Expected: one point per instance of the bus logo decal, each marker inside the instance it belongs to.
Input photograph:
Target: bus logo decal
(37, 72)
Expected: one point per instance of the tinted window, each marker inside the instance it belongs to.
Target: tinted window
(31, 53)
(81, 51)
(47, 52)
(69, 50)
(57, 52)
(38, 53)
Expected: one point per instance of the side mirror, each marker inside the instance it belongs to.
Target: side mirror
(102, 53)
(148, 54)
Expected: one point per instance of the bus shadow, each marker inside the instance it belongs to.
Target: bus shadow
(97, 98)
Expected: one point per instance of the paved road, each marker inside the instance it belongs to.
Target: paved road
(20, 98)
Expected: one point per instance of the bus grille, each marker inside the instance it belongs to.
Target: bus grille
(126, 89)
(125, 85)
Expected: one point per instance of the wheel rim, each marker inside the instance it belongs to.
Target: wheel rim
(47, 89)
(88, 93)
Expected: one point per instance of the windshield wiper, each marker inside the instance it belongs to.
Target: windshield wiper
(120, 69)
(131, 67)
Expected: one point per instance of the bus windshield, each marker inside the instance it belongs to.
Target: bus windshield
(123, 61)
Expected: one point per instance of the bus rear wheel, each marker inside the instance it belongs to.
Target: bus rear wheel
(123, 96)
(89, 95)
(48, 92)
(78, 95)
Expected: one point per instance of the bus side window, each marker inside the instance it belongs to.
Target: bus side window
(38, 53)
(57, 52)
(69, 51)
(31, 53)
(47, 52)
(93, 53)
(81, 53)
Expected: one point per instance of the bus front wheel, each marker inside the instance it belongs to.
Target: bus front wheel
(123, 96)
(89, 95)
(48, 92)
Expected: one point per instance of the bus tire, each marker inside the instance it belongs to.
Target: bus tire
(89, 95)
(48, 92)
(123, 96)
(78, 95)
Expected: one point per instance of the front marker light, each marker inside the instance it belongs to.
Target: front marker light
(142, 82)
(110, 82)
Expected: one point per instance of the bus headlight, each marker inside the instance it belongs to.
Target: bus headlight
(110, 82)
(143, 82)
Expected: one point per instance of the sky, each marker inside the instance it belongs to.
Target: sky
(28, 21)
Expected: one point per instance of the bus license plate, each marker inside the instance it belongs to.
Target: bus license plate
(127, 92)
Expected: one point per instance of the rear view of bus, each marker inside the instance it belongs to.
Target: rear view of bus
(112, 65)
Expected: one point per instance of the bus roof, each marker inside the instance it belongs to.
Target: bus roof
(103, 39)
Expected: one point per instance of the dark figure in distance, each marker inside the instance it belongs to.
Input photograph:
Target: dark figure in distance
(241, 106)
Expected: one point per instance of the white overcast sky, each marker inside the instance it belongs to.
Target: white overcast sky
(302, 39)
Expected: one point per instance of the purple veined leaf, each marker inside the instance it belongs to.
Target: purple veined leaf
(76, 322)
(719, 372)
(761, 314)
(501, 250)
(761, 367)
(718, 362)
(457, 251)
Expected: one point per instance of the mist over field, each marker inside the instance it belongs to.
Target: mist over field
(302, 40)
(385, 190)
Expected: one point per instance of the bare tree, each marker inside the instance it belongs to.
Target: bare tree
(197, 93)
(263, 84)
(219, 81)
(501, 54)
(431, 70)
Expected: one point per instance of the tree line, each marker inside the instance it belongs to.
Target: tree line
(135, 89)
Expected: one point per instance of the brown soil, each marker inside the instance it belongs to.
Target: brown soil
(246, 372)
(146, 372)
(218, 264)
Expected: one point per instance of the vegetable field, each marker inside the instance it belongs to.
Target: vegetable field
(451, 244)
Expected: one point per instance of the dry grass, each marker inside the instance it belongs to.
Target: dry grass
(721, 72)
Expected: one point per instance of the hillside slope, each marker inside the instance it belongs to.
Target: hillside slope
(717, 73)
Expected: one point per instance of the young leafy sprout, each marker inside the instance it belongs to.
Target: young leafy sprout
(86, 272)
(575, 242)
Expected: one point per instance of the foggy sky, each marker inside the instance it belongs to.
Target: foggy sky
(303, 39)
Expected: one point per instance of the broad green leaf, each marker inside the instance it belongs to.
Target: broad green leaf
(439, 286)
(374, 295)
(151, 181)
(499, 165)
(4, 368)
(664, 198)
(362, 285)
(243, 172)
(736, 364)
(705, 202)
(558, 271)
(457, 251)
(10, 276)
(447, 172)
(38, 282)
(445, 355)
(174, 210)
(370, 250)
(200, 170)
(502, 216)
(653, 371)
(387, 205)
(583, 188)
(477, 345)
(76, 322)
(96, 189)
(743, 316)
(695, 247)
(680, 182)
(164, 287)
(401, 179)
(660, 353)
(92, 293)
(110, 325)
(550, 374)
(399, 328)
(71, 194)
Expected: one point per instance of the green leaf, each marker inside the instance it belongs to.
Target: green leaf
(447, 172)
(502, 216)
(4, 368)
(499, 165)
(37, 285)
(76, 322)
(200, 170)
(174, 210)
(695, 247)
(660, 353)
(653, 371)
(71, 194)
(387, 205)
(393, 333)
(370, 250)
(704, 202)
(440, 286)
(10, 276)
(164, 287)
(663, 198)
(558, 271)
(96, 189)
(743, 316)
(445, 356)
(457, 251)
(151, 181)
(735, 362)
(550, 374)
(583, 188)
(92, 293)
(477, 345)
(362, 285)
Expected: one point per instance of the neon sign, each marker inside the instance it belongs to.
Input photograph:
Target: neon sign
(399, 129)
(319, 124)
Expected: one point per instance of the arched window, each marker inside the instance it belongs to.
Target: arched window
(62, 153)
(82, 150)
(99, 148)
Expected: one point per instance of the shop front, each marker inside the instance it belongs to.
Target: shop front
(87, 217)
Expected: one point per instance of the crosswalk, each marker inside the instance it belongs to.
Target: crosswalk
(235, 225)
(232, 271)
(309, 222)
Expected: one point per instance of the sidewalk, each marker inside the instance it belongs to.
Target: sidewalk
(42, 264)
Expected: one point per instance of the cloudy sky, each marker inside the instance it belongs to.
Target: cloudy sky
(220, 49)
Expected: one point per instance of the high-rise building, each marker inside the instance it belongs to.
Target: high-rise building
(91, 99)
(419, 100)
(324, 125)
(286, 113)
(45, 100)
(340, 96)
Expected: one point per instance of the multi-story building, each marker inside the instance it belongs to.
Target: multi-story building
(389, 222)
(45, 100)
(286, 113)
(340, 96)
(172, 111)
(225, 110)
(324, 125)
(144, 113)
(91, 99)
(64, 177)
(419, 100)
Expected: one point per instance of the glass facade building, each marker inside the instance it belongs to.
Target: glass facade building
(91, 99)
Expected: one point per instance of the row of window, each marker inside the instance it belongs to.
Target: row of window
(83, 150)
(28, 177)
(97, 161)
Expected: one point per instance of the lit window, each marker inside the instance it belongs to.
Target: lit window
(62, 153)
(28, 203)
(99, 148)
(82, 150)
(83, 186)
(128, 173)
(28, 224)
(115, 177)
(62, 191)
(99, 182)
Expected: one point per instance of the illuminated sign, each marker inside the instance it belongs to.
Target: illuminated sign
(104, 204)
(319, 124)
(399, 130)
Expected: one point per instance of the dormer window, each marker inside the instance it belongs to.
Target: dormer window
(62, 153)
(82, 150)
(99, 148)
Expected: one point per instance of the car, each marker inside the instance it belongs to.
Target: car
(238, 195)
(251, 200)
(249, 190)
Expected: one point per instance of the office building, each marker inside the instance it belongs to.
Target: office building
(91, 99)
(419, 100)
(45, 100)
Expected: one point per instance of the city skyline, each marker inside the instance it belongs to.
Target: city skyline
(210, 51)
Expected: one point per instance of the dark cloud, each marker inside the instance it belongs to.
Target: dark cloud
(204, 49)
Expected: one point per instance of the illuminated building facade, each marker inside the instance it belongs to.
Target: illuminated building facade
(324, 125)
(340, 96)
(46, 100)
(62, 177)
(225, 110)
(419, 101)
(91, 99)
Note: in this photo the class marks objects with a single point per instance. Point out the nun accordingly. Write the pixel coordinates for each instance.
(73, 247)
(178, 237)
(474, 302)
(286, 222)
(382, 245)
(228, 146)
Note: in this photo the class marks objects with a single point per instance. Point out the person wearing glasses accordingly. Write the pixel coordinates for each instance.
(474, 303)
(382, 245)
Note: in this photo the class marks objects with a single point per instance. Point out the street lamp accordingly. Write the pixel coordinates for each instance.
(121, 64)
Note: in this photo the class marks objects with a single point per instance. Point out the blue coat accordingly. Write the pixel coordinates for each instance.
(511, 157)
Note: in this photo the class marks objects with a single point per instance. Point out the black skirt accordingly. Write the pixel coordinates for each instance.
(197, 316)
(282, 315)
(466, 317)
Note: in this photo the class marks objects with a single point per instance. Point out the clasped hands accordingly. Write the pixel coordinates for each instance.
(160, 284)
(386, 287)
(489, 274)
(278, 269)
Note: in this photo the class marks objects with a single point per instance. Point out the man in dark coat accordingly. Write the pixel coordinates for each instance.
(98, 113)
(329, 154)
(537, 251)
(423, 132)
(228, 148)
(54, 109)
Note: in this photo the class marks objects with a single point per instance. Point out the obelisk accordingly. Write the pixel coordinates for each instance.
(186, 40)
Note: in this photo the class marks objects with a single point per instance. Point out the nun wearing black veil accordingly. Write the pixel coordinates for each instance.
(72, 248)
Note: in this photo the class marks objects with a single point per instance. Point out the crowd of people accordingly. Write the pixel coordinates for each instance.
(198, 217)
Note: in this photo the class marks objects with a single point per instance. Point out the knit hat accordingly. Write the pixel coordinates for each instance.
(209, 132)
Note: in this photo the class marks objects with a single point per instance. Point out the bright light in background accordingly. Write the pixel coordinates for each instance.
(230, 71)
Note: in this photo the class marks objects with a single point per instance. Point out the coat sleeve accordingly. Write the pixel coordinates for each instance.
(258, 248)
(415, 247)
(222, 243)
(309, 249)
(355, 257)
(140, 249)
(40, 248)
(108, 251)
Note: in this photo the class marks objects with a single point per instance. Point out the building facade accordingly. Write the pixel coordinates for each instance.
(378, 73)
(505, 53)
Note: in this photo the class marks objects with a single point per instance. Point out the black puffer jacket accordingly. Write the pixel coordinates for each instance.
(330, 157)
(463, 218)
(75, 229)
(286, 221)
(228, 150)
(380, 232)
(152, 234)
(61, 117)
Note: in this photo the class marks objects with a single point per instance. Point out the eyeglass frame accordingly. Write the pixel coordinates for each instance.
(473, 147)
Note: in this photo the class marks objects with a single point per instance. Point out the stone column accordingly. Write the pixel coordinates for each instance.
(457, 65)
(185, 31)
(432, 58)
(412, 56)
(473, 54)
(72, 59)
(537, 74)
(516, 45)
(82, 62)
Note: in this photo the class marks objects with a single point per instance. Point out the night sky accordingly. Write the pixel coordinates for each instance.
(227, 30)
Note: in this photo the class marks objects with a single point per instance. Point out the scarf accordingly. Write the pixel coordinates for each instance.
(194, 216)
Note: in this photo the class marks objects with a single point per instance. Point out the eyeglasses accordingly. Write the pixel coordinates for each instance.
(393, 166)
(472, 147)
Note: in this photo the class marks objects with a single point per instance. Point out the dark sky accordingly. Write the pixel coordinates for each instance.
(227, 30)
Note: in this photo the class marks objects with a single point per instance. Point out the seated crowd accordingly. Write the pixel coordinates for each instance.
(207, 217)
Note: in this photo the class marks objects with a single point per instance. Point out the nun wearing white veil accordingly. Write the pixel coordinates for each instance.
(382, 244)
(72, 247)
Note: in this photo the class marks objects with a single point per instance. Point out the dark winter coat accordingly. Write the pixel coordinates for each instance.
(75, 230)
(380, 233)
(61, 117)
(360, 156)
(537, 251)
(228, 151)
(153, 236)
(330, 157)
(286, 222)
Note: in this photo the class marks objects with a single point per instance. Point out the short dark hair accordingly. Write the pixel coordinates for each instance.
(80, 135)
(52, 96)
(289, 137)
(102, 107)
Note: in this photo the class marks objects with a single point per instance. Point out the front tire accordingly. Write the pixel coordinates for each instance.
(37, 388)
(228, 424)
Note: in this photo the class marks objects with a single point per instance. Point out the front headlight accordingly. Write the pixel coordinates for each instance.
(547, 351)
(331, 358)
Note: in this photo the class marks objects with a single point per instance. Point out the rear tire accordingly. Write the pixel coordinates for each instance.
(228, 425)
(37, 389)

★ ★ ★

§ Written task: Print again the material above, limited to the lines from the one holding "out the stone" through the last, inclusive.

§ Expected answer:
Note: in this photo the class marks objects with a single point per instance. Point out the stone column accordingly. Write the pixel coordinates for each instance.
(457, 65)
(185, 31)
(432, 58)
(412, 56)
(473, 54)
(72, 59)
(537, 74)
(516, 45)
(82, 62)
Note: in this photo the class marks objects with a single point per instance. Point out the night sky accordingly. Write the pixel coordinates for each instance.
(227, 30)
Note: in this photo the class marks objects with a single point per instance. Point out the scarf accordingly. Write the pixel coordinates for each instance.
(194, 216)
Note: in this photo the class marks objects with a single point per instance. Point out the eyeglasses accordingly. Write the pixel coordinates for each instance.
(393, 166)
(472, 147)
Note: in this photo the class marks objects with a single point per instance. Point out the dark sky accordingly. Write the pixel coordinates for each instance.
(227, 30)
Note: in this photo the class marks objects with a single point per instance. Point out the seated crowd accordingly. Write the pixel coordinates for each instance.
(207, 217)
Note: in this photo the class marks objects with a single point per instance. Point out the nun wearing white veil accordingly. Write the pixel coordinates for each instance.
(382, 244)
(72, 247)
Note: in this photo the class marks objects with a single point per instance. Point out the dark winter coat accordingly. Write the pixel coordinates for each instance.
(75, 230)
(380, 233)
(61, 117)
(360, 156)
(537, 251)
(228, 151)
(153, 236)
(330, 157)
(286, 222)
Note: in this photo the class marks objects with a single point per instance. Point out the short dark hair accordingly. Write the pixel coordinates for each instance.
(80, 135)
(52, 96)
(289, 137)
(102, 107)
Note: in this photo the class marks objects with a single point per instance. Point out the front tire accordingly. Write the pixel coordinates for each instance.
(37, 388)
(228, 424)
Note: in this photo the class marks objects with a single point per instance. Point out the front headlight accordingly. Write the pixel coordinates for each instance.
(547, 351)
(331, 358)
Note: in this photo the class marks objects with a single point per instance. Point out the rear tire accordingly. Write the pixel coordinates for each instance.
(228, 425)
(37, 389)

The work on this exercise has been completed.